Before we look at the present harvest that is on our doorstep it is important that we look at the previous harvest and what that left us with – we all know that a vine is very susceptible to its experiences in the previous years.
The drought, which is now in its third year, has played havoc with the reserves in our precious vines, as they have not had the following important contributing factors such as good early rain and cold in May/June to let them build up their reserves during an ideal long winter resting period.
The 2018 harvest was the earliest that we have ever started harvesting, being the second week of January 2018, and also finishing before the end of February. This was when we then realised that it would be a long period of drought for the poor vineyards before they finally got to rest.
When the winter came it was much better than 2017 but still a mixed bag that represented itself. June was a good on par rain month but then July was one of the driest the Western Cape has ever seen. The good part was that there were no real heat spikes that could have allowed for early budding, the proverbial green flags and the end of the shoots, and then August was quite normal. We did not receive enough rain to fill up our dams, only the third time that this has happened to us and these three times have been for the last three years only. In total we received about 65% of our long-term average of rain. Since 1930 our farm has been a rain measuring station for the South African Department of Meteorology and therefore we have got all these stats for 87 years.

— Information provided —
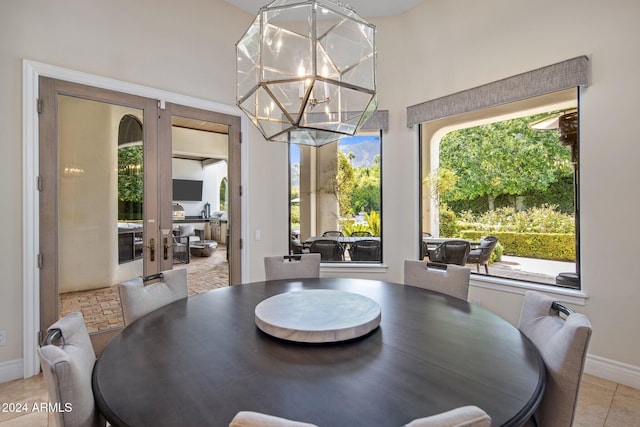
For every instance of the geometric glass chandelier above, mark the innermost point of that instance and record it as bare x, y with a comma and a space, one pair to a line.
306, 71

— Problem details —
Set down the passage on the drought and the harvest word for word, from "The drought, which" up to and including "winter resting period.".

— Response to this task —
The drought, which is now in its third year, has played havoc with the reserves in our precious vines, as they have not had the following important contributing factors such as good early rain and cold in May/June to let them build up their reserves during an ideal long winter resting period.